(Your goal): Copy out each record that follows exactly, and omit any picture you find.

(Stored records)

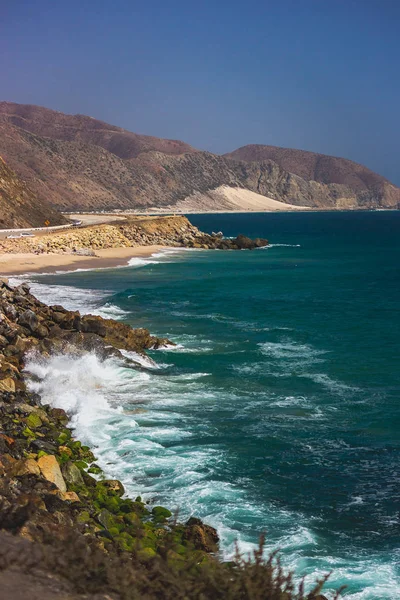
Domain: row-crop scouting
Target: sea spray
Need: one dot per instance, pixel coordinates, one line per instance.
(291, 413)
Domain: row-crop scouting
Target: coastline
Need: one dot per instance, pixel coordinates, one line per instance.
(23, 263)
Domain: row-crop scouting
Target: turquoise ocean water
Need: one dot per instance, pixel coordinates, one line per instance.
(279, 409)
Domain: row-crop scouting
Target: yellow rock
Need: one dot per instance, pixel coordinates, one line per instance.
(65, 450)
(50, 470)
(68, 496)
(26, 467)
(7, 385)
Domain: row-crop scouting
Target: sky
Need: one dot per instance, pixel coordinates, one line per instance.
(320, 75)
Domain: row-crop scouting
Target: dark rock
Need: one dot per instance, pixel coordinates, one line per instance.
(72, 474)
(203, 537)
(23, 289)
(29, 319)
(91, 324)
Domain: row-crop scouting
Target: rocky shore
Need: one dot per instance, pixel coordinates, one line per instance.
(172, 231)
(49, 481)
(66, 531)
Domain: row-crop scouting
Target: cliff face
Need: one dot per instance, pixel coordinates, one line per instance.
(80, 128)
(19, 207)
(81, 163)
(369, 187)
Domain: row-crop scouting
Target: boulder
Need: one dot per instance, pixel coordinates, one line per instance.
(90, 324)
(28, 466)
(29, 319)
(7, 384)
(72, 474)
(50, 470)
(114, 486)
(203, 537)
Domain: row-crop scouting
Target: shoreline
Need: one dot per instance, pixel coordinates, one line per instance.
(25, 263)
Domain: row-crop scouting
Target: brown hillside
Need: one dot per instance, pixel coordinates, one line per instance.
(19, 207)
(322, 168)
(77, 162)
(79, 128)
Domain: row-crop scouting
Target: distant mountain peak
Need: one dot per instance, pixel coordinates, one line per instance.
(79, 162)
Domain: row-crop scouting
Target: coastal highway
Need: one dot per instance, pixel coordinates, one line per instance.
(86, 220)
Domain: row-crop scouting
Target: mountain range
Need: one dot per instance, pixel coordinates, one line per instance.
(75, 162)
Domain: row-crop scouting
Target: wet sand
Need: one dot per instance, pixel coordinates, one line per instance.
(18, 264)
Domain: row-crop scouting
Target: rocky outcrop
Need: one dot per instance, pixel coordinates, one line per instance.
(349, 180)
(162, 231)
(46, 483)
(66, 531)
(80, 163)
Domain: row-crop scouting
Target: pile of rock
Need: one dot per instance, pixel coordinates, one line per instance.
(47, 483)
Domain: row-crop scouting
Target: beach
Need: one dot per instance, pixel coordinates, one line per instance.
(21, 263)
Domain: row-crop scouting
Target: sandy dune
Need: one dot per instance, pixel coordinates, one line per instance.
(226, 199)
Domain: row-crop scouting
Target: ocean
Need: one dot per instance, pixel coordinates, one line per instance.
(278, 410)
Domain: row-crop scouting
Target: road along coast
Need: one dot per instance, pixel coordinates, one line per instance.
(109, 245)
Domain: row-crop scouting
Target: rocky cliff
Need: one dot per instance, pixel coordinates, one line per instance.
(19, 207)
(367, 186)
(80, 163)
(66, 531)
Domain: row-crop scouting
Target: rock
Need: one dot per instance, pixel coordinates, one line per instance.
(33, 421)
(41, 331)
(115, 486)
(160, 513)
(10, 311)
(106, 519)
(26, 467)
(7, 384)
(23, 289)
(72, 474)
(50, 470)
(203, 537)
(68, 496)
(29, 319)
(95, 325)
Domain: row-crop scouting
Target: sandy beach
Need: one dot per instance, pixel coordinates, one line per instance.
(18, 264)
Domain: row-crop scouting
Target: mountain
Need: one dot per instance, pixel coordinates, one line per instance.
(19, 207)
(324, 169)
(78, 162)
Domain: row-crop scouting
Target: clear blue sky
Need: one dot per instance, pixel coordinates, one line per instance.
(314, 74)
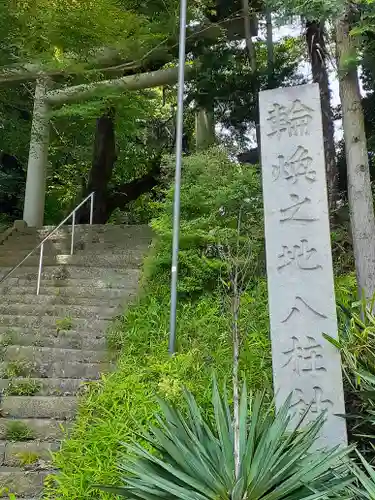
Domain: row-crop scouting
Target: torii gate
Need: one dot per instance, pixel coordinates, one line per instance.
(45, 100)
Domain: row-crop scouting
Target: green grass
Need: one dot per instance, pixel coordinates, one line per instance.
(123, 402)
(18, 431)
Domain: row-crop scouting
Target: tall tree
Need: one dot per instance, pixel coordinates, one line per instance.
(359, 187)
(318, 57)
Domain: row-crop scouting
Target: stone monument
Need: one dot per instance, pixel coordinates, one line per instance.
(299, 261)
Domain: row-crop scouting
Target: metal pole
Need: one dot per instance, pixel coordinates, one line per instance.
(73, 228)
(92, 209)
(40, 268)
(176, 206)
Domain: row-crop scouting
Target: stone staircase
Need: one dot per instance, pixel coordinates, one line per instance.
(51, 344)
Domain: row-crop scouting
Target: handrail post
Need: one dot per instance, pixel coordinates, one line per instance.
(73, 227)
(40, 268)
(92, 209)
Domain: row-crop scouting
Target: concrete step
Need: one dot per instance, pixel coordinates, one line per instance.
(127, 280)
(40, 428)
(132, 257)
(64, 272)
(49, 407)
(56, 298)
(44, 355)
(28, 293)
(10, 321)
(47, 337)
(128, 231)
(54, 369)
(15, 454)
(45, 386)
(21, 482)
(60, 310)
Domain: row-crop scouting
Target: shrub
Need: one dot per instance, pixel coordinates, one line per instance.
(213, 193)
(194, 456)
(115, 408)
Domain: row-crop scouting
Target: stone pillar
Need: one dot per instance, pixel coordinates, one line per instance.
(204, 129)
(33, 212)
(299, 261)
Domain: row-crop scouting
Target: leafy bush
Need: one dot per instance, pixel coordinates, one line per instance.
(214, 192)
(356, 342)
(116, 407)
(194, 456)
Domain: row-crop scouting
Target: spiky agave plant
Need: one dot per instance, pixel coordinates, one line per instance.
(193, 457)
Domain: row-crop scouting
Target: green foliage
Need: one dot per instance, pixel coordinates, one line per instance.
(27, 458)
(213, 194)
(121, 402)
(356, 342)
(18, 431)
(365, 487)
(195, 455)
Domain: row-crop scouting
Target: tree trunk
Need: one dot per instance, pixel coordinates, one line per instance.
(104, 157)
(270, 52)
(204, 128)
(317, 52)
(253, 64)
(359, 187)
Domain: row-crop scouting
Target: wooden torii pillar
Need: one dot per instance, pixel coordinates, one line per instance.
(45, 100)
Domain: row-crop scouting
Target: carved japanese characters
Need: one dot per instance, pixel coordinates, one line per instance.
(299, 263)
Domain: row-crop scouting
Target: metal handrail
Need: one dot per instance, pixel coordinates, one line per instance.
(41, 244)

(Answer to this task):
Domain: row-crop scouting
Target: sea spray
Need: one dot per instance, pixel coordinates, one line per instance.
(291, 413)
Domain: row-crop scouting
Target: coastline
Need: one dot per instance, pixel coordinates, one line per instance.
(23, 263)
Domain: row-crop scouting
Target: turquoise ocean water
Need: one dot per instance, pixel coordinates, one line per instance.
(279, 409)
Domain: row-crop scouting
Target: yellow rock
Need: one dot per instance, pixel coordinates, one line per instance.
(65, 450)
(50, 470)
(68, 496)
(26, 467)
(7, 385)
Domain: row-crop scouting
Target: sky
Need: one dot per instance, pixel coordinates, one line per instance.
(320, 75)
Domain: row-crop scouting
Target: dark rock
Need: one dot per instance, pixel coordinates, one line per instance.
(72, 474)
(203, 537)
(23, 289)
(29, 319)
(91, 324)
Domain: row-crop scouting
Target: rocky shore
Need: one dot per instance, pixel coordinates, one line per instance.
(172, 231)
(49, 481)
(66, 531)
Domain: row-crop scouting
Target: cliff face
Need: one dot per instance, pixel coordinates, one line per instance.
(80, 128)
(19, 207)
(81, 163)
(369, 187)
Domain: row-crop scouting
Target: boulder
Need: one dot per instance, pixel coordinates, one line per instance.
(90, 324)
(28, 466)
(29, 319)
(7, 384)
(72, 474)
(50, 470)
(114, 486)
(203, 537)
Domain: row-crop scouting
Target: shoreline
Need: one dot per instance, pixel coordinates, one line per instance.
(25, 263)
Domain: row-crop scouting
Target: brown hillside
Need: one dot per instance, pixel coordinates, one line per instance.
(19, 207)
(322, 168)
(77, 162)
(79, 128)
Domain: row-crop scouting
Target: distant mountain peak
Need: one dot per instance, pixel coordinates, one line per instance.
(79, 162)
Domain: row-crop scouting
Target: coastal highway
Need: one dot per instance, pixel coordinates, one line per instance.
(86, 220)
Domain: row-crop scouting
Target: mountain range
Need: one dot per instance, pixel coordinates, one line per instance.
(75, 162)
Domain: row-crop scouting
Target: wet sand
Need: one dot per instance, pixel coordinates, one line per instance.
(18, 264)
Domain: row-crop scouting
Target: rocky outcrop
Need: one dot per instance, pixel coordinates, one line per instance.
(349, 180)
(162, 231)
(46, 483)
(66, 531)
(80, 163)
Domain: row-crop scouting
Target: pile of rock
Need: one dot per instance, pixel coordinates, one line per instance.
(47, 483)
Domain: row-crop scouting
Target: beach
Need: one dot per instance, pixel coordinates, one line per instance.
(21, 263)
Domain: row-crop scouting
Target: sandy dune
Need: one dot per instance, pixel coordinates, one line per instance.
(226, 199)
Domain: row-crop scouting
Target: ocean
Need: one dot per instance, pixel coordinates, one line per instance.
(278, 410)
Domain: row-crop scouting
Target: road along coast
Need: one dot per instance, pixel coordinates, one line per instance.
(109, 245)
Domain: row-crop scouting
Target: rocky cliff
Need: one dot per instance, pixel coordinates, one line per instance.
(19, 207)
(367, 186)
(80, 163)
(66, 531)
Domain: row-crop scouting
Target: rock
Need: one dot per instance, pixel coordinates, one line per instance.
(33, 421)
(41, 331)
(115, 486)
(160, 513)
(10, 311)
(106, 519)
(26, 467)
(7, 384)
(23, 289)
(72, 474)
(50, 470)
(203, 537)
(68, 496)
(29, 319)
(95, 325)
Domain: row-crop scouting
Target: sandy beach
Need: one dot per instance, pixel coordinates, one line per instance.
(18, 264)
Domain: row-crop scouting
Target: mountain
Need: one dot per instance, pixel coordinates, one line per instance.
(19, 207)
(324, 169)
(78, 162)
Domain: row-crop scouting
Target: clear blue sky
Need: one dot per instance, pixel coordinates, one line per instance.
(314, 74)
Domain: row-crop scouting
Target: torii gate
Need: one dot per instance, pixel coordinates, one line per instance.
(45, 100)
Domain: row-crop scouting
Target: green grass
Need: one dot per instance, pixel coordinates, one line per instance.
(123, 402)
(18, 431)
Domain: row-crop scouting
Target: tall tree
Need: one dot per instance, pixel coordinates, one line per instance.
(359, 187)
(318, 57)
Domain: row-crop scouting
Target: stone monument
Need: one dot per instance, pixel coordinates, one line per instance.
(299, 261)
Domain: row-crop scouting
Target: metal pole
Need: one dot per instance, pixel coordinates, one line per instance.
(73, 228)
(92, 209)
(40, 268)
(176, 206)
Domain: row-crop scouting
Target: stone staircase
Need: one dot per instance, pixel coordinates, one line per instance.
(51, 344)
Domain: row-crop scouting
Target: handrail post
Need: one dot per instance, pixel coordinates, one line per instance.
(73, 227)
(40, 268)
(92, 209)
Domain: row-crop scouting
Target: concrete step
Need: one dot per instance, pixel coordinates, one line per instance.
(127, 280)
(40, 428)
(132, 257)
(64, 272)
(49, 407)
(56, 298)
(44, 355)
(28, 293)
(10, 321)
(47, 337)
(128, 231)
(54, 369)
(15, 454)
(45, 386)
(21, 482)
(60, 310)
Domain: row-crop scouting
Target: shrub
Need: one dot per instance, pixel coordinates, one line per instance.
(213, 193)
(194, 456)
(115, 408)
Domain: row-crop scouting
Target: stone pillar
Need: one dot per instance, pixel coordinates, one line per instance.
(204, 129)
(33, 212)
(299, 261)
Domain: row-crop scouting
Target: leafy bush
Need: one dot per instance, pixel coordinates, one line per instance.
(214, 192)
(356, 342)
(116, 407)
(194, 456)
Domain: row-crop scouting
Target: spiky agave plant
Need: one dot per instance, pixel coordinates, one line per instance.
(193, 457)
Domain: row-crop scouting
Target: green foliage
Need: one dot per instance, pixel coordinates, one line per instance.
(27, 458)
(213, 194)
(121, 402)
(356, 342)
(18, 431)
(365, 487)
(195, 455)
Domain: row-crop scouting
Target: tree trunk
Need: one dot per instance, pixel coordinates, one line per instance.
(104, 157)
(270, 52)
(204, 128)
(317, 52)
(253, 64)
(359, 187)
Domain: row-crop scouting
Target: wooden torii pillar
Need: one dot per instance, pixel coordinates, one line per instance.
(45, 100)
Domain: row-crop scouting
Target: carved japanese characters
Need: one dot per instance, pixel coordinates, one line per instance.
(299, 263)
Domain: row-crop scouting
Target: metal handrail
Need: one dot per instance, pixel coordinates, one line per instance.
(41, 244)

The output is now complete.